**TASK TO CARRY OUT:** Swap "distant" for "faraway" and give back only the entries that begin at the line containing "Challenge: I say there's no distant" and stop after the line containing "9 98 71 104", with everything else unchanged.

**MATERIAL PROVIDED:**
======

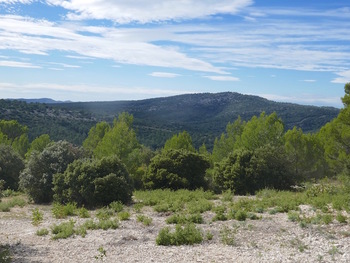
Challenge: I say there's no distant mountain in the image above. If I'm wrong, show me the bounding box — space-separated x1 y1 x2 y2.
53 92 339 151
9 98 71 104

======

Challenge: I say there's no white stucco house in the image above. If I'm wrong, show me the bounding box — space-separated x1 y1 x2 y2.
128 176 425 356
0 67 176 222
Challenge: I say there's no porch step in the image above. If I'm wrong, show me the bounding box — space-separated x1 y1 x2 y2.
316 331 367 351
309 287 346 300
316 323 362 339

======

**THE ANSWER:**
Challenge: I say there's no faraway mountain in the image above. If I'm wrong, show me the bounding box — space-separated x1 y1 x2 y2.
53 92 339 151
9 98 71 104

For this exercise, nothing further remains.